> _WHAT IS ASKED_
Take the part that opens with the line containing "like point(558, 281)?" and closes with the line containing "point(260, 78)", and substitute "Object" for each "Target". Return only those lines, otherwise unchanged.

== EXERCISE DATA ==

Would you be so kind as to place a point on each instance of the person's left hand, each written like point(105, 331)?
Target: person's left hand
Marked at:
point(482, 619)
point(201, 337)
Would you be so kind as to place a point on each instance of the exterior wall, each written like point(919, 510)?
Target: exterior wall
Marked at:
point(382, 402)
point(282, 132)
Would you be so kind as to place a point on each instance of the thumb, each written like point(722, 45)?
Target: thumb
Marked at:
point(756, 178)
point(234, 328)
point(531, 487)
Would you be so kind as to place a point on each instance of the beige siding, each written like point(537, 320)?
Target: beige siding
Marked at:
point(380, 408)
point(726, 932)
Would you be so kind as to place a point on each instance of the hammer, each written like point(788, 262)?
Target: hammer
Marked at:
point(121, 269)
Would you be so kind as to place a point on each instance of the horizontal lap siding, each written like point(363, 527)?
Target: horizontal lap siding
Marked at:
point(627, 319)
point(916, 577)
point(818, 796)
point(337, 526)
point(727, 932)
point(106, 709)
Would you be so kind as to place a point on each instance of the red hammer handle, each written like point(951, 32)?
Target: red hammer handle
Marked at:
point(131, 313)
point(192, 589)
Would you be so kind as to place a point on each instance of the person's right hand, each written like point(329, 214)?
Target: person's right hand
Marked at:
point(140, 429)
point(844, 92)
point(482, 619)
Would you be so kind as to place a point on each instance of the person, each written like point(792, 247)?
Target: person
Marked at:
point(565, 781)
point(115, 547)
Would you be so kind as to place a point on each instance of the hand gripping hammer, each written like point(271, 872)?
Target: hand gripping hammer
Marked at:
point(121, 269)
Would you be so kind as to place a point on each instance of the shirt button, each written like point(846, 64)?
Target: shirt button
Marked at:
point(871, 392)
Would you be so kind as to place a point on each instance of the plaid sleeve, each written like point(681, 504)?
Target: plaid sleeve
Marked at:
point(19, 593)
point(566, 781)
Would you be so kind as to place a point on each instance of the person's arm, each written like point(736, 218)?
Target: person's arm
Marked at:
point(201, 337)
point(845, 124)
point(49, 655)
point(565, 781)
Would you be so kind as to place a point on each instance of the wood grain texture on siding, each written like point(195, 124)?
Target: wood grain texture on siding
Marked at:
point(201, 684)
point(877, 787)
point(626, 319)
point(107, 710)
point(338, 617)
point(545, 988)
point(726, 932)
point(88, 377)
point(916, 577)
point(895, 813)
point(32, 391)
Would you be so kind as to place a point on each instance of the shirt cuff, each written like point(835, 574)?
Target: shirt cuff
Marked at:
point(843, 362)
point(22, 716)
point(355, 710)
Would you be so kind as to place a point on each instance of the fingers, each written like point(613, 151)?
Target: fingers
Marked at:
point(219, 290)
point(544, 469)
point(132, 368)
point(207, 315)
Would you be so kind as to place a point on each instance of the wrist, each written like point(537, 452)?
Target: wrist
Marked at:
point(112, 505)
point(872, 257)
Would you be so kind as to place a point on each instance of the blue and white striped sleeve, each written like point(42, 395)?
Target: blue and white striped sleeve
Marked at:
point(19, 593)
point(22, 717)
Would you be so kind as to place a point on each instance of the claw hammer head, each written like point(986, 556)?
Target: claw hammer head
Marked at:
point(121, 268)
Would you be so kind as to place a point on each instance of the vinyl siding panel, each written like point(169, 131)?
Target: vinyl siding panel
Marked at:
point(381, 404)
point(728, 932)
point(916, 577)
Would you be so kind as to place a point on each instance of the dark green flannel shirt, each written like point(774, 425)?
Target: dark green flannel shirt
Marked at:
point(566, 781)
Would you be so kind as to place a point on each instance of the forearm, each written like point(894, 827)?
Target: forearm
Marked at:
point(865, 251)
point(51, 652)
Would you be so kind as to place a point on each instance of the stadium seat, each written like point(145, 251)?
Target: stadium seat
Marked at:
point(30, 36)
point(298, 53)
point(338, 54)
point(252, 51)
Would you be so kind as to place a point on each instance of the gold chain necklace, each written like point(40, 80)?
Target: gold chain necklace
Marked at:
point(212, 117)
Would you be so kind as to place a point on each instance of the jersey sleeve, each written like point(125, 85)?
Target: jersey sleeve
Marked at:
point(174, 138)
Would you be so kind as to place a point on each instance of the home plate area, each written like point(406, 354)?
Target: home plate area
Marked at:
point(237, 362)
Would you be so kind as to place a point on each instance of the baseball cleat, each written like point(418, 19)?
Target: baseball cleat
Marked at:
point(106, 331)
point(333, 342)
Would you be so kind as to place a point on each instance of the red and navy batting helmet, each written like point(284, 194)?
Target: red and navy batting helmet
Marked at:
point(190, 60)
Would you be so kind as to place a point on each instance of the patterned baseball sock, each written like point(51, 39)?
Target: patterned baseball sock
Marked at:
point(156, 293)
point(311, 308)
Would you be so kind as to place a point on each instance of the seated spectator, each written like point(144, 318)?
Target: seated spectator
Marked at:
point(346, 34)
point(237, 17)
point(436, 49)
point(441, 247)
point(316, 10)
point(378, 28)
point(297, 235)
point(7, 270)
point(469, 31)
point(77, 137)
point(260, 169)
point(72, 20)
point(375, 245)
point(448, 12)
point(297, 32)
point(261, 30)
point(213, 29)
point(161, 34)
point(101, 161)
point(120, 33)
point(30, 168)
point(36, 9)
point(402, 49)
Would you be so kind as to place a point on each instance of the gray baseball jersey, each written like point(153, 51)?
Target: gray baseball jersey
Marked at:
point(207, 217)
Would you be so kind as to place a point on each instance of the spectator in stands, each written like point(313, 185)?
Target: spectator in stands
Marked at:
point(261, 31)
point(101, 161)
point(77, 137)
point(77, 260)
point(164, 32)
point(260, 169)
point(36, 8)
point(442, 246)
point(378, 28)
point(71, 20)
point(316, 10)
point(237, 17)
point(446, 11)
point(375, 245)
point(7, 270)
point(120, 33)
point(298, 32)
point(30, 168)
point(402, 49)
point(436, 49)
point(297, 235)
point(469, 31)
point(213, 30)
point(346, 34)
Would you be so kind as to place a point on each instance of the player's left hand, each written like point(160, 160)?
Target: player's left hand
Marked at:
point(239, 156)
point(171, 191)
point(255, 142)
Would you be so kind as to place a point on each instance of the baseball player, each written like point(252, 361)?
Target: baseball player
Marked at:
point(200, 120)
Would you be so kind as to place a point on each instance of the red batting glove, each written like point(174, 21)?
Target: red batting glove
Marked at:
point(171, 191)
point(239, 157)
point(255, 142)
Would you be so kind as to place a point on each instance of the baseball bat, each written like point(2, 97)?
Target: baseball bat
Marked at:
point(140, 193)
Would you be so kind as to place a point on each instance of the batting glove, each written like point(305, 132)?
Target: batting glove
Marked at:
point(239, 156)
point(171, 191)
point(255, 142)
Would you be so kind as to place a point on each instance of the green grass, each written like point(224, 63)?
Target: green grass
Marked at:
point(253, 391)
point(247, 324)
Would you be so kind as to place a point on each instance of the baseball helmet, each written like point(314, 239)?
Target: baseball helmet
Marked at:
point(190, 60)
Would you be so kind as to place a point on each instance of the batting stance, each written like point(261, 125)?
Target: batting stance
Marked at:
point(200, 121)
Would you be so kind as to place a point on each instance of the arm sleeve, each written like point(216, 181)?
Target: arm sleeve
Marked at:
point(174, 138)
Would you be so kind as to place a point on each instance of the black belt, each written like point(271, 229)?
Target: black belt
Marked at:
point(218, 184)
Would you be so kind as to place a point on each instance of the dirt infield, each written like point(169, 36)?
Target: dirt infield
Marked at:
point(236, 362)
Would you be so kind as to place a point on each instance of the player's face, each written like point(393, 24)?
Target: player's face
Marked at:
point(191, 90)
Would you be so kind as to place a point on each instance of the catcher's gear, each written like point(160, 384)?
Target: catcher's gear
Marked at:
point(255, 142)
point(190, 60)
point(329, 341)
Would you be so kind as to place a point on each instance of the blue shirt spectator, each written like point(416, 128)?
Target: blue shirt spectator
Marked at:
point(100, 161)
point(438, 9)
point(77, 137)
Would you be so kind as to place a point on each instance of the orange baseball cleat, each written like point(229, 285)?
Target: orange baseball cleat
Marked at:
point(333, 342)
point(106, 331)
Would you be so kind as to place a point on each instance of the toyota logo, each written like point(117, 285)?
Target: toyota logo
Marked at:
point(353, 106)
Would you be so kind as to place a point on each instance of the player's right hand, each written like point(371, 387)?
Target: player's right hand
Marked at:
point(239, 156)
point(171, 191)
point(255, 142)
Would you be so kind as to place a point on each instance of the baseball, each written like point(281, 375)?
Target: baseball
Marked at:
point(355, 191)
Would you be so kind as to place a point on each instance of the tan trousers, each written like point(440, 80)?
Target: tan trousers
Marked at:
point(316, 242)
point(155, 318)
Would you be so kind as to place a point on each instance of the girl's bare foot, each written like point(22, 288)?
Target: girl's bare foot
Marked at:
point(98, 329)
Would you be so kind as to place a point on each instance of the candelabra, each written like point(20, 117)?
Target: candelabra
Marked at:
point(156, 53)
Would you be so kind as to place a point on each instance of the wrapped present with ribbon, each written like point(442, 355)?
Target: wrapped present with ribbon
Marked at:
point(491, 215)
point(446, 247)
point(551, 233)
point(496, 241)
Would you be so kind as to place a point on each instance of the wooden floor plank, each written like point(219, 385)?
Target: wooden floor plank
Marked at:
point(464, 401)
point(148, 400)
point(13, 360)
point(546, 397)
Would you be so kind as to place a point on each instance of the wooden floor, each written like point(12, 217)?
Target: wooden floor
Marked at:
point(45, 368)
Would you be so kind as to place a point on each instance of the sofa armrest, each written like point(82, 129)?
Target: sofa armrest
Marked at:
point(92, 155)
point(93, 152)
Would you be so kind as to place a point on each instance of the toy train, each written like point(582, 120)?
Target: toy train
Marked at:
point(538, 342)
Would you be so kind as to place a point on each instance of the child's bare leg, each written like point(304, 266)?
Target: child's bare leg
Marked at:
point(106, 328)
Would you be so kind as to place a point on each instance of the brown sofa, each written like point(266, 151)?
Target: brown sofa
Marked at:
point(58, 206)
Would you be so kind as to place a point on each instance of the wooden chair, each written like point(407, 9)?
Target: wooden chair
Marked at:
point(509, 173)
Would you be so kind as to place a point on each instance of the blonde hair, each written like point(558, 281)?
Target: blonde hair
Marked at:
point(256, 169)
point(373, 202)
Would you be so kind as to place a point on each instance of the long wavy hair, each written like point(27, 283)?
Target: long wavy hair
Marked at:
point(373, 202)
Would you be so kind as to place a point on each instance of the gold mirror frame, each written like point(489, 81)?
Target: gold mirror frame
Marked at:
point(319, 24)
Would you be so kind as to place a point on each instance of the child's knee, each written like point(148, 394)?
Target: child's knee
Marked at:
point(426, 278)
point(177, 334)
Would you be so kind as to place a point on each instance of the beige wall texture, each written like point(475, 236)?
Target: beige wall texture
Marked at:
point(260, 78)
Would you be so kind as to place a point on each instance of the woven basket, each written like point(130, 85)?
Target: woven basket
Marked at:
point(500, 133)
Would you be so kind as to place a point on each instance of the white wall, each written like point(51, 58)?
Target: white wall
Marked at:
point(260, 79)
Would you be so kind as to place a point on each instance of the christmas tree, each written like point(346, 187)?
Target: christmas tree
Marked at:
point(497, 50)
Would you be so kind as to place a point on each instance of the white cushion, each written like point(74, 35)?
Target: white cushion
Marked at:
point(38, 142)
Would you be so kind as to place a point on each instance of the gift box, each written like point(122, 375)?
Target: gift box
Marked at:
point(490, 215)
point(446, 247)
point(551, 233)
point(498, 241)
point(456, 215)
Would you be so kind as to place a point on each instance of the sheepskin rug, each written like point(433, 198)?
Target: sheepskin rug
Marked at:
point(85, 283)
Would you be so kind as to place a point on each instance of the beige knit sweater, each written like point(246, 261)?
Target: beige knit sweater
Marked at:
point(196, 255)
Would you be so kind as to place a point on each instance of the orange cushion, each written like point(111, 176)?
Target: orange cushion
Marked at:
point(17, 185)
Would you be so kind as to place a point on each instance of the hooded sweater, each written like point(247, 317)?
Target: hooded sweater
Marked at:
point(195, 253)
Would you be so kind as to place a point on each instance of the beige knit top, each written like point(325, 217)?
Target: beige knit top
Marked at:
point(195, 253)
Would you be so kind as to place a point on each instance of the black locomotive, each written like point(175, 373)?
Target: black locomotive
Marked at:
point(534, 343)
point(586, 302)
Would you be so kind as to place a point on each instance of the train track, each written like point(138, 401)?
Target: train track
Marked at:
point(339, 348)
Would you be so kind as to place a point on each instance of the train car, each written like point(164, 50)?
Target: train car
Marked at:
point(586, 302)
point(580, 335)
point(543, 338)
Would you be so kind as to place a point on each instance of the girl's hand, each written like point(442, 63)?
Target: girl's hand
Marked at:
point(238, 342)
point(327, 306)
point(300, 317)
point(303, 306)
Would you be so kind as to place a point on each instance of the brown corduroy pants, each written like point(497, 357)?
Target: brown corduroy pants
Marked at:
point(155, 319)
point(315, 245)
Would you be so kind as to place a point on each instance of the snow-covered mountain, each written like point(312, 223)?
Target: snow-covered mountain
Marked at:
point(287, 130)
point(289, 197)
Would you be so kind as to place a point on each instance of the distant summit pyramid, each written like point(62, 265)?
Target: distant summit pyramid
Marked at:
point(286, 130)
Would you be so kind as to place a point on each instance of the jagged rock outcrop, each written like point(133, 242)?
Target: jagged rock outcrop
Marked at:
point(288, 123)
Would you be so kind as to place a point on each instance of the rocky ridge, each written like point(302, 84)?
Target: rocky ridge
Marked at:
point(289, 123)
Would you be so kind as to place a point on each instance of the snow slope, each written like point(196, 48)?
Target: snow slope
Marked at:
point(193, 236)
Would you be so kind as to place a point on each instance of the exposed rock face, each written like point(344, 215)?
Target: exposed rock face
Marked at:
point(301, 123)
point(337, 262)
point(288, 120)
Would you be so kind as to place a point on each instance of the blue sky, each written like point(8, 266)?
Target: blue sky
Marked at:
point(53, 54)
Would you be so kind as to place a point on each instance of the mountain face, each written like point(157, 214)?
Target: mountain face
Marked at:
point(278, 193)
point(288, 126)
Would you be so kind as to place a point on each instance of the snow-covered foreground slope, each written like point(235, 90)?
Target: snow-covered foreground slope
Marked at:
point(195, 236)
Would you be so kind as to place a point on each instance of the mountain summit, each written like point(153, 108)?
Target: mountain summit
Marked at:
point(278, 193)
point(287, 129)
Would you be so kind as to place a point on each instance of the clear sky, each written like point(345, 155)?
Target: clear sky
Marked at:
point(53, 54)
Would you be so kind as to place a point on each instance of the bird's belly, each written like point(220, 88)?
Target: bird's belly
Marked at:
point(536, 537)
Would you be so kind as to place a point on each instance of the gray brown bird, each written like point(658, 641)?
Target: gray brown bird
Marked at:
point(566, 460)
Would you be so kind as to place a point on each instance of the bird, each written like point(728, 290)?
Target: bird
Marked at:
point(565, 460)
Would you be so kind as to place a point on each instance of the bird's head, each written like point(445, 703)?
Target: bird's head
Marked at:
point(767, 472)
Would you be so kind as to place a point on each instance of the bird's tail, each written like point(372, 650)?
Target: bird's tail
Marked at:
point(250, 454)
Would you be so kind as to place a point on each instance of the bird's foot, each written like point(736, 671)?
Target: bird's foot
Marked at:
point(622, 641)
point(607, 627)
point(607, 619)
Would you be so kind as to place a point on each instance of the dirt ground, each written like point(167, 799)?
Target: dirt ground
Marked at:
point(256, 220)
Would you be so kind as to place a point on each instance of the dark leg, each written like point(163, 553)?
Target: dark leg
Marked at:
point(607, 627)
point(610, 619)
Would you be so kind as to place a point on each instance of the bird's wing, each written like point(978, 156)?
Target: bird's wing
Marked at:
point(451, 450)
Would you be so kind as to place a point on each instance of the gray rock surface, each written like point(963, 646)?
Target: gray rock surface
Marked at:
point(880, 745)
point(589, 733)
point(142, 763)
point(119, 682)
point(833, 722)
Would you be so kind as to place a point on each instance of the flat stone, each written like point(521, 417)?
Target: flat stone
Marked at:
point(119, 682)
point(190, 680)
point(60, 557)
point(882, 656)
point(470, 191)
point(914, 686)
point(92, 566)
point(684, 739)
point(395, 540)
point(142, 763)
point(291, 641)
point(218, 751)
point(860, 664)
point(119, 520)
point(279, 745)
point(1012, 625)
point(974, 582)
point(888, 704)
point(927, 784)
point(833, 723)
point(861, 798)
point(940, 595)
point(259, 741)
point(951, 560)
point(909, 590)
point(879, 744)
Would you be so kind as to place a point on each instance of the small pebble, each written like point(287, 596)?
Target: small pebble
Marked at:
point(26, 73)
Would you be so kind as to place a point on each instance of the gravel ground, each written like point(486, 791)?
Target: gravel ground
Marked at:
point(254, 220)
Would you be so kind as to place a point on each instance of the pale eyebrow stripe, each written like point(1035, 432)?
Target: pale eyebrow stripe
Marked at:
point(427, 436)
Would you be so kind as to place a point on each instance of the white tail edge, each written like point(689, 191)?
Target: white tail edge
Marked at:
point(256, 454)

===

> _RESULT_
Would you be so kind as to place a point on each instance of the blonde hair, each written like point(558, 281)?
Object: blonde hair
Marked at:
point(256, 169)
point(373, 202)
Would you be so kind as to place a point on each instance of the long wavy hair, each written like point(27, 283)?
Object: long wavy hair
Marked at:
point(373, 202)
Would you be so kind as to place a point on each instance of the gold mirror frame, each written like point(489, 81)?
Object: gold mirror frame
Marked at:
point(319, 24)
Would you be so kind as to place a point on each instance of the child's knee, each written like point(148, 394)?
Object: child's knee
Marked at:
point(426, 278)
point(177, 334)
Would you be so kind as to place a point on each instance of the beige wall texture, each written like point(475, 236)?
Object: beige wall texture
Marked at:
point(260, 78)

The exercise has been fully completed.